### Task data
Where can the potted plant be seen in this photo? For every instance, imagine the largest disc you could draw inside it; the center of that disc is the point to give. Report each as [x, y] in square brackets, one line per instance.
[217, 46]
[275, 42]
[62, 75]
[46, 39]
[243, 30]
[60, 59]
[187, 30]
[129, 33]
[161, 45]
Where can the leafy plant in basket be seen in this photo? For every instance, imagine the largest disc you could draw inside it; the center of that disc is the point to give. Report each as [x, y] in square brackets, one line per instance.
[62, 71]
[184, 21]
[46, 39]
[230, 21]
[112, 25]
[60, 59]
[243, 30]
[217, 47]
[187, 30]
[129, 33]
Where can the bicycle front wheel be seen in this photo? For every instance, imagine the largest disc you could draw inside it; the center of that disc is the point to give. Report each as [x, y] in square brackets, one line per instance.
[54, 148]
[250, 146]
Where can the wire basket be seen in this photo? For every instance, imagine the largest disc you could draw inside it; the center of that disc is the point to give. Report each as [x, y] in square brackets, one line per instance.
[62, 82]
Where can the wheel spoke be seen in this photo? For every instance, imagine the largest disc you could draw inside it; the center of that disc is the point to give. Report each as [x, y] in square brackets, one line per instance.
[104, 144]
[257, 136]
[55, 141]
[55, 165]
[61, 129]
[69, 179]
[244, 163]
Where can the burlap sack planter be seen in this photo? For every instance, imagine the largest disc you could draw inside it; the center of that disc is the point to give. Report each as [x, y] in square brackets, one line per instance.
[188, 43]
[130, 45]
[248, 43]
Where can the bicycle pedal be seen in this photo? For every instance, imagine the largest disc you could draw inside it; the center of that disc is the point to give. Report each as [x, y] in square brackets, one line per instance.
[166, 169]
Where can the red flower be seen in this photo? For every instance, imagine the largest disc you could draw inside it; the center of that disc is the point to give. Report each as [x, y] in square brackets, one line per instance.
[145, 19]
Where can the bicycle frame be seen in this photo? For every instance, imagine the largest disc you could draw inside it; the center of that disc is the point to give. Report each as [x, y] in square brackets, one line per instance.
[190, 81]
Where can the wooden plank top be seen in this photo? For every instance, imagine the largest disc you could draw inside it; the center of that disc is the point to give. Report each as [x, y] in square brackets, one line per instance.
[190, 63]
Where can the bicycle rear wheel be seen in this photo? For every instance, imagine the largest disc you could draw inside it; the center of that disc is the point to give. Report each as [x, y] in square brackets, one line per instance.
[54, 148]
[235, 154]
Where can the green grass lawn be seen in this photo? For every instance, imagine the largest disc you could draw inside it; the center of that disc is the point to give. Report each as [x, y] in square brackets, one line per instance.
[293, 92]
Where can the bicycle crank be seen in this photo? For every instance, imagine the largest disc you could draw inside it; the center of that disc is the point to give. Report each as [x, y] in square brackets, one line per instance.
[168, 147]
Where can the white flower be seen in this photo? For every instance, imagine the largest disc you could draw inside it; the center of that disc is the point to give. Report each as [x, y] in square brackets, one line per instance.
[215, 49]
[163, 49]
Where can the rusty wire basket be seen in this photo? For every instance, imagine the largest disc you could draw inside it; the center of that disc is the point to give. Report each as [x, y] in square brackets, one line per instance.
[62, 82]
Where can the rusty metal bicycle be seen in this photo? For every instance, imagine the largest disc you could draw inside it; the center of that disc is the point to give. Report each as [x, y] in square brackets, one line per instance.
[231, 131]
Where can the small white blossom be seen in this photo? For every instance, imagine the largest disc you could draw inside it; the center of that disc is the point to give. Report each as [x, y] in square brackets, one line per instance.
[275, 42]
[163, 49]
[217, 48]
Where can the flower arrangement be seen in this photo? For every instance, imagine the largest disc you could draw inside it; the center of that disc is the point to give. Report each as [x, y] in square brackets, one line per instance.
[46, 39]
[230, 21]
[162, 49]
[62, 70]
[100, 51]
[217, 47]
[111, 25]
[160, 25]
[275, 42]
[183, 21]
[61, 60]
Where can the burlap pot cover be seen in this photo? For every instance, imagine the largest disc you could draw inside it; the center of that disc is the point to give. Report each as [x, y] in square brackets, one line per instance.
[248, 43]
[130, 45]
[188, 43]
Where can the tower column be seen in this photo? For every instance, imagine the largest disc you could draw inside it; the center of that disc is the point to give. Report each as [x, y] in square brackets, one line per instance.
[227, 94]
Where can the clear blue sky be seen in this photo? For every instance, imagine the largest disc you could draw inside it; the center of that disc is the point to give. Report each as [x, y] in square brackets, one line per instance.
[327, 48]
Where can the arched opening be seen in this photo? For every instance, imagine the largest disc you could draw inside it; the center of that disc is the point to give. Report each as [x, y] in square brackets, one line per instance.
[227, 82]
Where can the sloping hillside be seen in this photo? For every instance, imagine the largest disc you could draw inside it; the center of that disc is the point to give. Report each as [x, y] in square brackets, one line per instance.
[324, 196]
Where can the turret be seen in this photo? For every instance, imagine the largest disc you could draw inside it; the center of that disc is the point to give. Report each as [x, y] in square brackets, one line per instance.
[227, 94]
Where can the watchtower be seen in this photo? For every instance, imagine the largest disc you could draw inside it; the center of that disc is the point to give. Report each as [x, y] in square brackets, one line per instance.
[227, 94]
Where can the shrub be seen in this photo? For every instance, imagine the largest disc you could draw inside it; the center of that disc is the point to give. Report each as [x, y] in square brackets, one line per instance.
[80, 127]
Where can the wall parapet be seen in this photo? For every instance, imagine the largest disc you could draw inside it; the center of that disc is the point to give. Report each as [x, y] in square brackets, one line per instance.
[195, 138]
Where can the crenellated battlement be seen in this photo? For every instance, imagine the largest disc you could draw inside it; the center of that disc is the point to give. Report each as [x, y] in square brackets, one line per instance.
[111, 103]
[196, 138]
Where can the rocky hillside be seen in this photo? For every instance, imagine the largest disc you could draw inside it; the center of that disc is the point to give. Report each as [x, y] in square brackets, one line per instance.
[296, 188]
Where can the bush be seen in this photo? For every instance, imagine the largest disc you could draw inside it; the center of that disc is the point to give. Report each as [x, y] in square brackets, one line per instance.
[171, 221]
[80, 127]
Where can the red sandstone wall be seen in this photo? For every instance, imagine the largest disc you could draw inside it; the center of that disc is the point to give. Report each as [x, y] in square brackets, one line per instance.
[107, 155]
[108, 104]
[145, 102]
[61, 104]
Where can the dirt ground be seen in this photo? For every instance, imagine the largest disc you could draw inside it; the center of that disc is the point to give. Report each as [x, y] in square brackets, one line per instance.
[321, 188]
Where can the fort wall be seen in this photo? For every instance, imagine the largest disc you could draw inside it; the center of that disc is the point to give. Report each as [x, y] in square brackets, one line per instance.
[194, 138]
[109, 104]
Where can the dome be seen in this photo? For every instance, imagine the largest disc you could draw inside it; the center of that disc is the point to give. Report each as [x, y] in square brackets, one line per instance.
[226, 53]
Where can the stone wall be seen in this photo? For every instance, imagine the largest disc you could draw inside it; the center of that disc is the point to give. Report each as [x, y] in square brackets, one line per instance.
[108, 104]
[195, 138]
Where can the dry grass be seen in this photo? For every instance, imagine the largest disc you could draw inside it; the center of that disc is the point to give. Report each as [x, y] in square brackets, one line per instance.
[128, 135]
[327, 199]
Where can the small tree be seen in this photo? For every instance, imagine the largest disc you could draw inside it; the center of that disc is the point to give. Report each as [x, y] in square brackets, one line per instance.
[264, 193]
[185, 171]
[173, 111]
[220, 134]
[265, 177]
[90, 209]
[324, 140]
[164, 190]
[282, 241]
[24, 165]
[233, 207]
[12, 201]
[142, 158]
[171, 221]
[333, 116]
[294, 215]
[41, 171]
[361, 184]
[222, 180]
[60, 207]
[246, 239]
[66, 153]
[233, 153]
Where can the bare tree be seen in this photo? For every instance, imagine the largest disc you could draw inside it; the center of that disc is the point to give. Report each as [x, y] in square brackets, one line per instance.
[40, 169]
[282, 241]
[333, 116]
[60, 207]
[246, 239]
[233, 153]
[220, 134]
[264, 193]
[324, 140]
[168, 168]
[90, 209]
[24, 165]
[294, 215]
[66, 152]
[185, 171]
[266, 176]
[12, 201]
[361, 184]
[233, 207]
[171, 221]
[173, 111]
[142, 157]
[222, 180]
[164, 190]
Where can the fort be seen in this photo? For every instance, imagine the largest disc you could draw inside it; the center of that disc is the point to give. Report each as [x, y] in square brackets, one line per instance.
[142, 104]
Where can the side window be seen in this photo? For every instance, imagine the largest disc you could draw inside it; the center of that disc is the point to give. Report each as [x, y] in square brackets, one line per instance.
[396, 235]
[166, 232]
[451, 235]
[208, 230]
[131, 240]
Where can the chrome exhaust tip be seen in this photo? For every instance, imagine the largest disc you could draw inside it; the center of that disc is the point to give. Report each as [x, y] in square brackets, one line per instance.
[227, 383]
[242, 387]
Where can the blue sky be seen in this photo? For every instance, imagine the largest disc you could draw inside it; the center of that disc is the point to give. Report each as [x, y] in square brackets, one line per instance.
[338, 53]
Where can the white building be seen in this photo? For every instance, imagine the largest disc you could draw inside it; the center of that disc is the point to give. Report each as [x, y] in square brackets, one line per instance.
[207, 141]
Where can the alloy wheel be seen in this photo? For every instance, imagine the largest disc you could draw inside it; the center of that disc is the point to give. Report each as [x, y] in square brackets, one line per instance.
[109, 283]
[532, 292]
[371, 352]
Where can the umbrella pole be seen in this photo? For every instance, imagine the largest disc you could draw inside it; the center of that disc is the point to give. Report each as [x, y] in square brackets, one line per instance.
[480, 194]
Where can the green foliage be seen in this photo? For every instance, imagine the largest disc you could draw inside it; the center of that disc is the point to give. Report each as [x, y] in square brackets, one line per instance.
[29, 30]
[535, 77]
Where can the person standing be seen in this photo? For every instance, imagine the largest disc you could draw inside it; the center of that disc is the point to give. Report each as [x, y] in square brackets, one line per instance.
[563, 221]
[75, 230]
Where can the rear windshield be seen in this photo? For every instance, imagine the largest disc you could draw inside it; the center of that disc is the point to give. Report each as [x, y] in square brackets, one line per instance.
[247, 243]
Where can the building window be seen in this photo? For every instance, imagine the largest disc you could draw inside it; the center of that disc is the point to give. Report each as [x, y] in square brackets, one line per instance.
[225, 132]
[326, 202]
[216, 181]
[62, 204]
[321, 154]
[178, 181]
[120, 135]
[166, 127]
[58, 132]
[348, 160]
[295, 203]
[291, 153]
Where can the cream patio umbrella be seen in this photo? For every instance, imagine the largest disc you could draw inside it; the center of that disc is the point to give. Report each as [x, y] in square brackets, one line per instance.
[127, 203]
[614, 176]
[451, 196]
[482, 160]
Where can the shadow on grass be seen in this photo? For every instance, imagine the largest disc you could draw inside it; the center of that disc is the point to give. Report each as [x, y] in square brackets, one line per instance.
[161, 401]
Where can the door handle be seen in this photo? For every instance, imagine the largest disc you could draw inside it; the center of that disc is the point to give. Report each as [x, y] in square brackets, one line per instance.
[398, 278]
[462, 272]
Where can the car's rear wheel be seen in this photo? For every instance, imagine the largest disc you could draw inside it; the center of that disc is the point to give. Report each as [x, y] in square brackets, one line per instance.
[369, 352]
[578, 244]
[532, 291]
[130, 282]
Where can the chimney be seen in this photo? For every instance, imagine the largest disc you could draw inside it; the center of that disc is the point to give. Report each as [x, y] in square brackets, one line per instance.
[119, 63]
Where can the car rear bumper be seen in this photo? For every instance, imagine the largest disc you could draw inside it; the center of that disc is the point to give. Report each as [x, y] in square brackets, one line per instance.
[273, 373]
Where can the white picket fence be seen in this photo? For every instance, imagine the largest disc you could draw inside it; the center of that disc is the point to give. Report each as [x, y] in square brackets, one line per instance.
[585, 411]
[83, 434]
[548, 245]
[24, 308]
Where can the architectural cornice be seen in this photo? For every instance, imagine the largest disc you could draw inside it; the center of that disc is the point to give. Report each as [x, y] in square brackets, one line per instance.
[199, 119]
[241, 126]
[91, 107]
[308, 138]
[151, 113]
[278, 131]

### Problem description
The line with "Where can the architectural" and every line after it up to the end of the entries: output those exactly, and only those.

### Answer section
Where can the architectural cornice be seen in this photo? For every instance, imagine the largest disc you could draw inside it; the center of that disc is the point to give. Report each as [x, y] in square brackets, one line per instance.
[199, 119]
[241, 126]
[91, 107]
[308, 138]
[151, 113]
[278, 131]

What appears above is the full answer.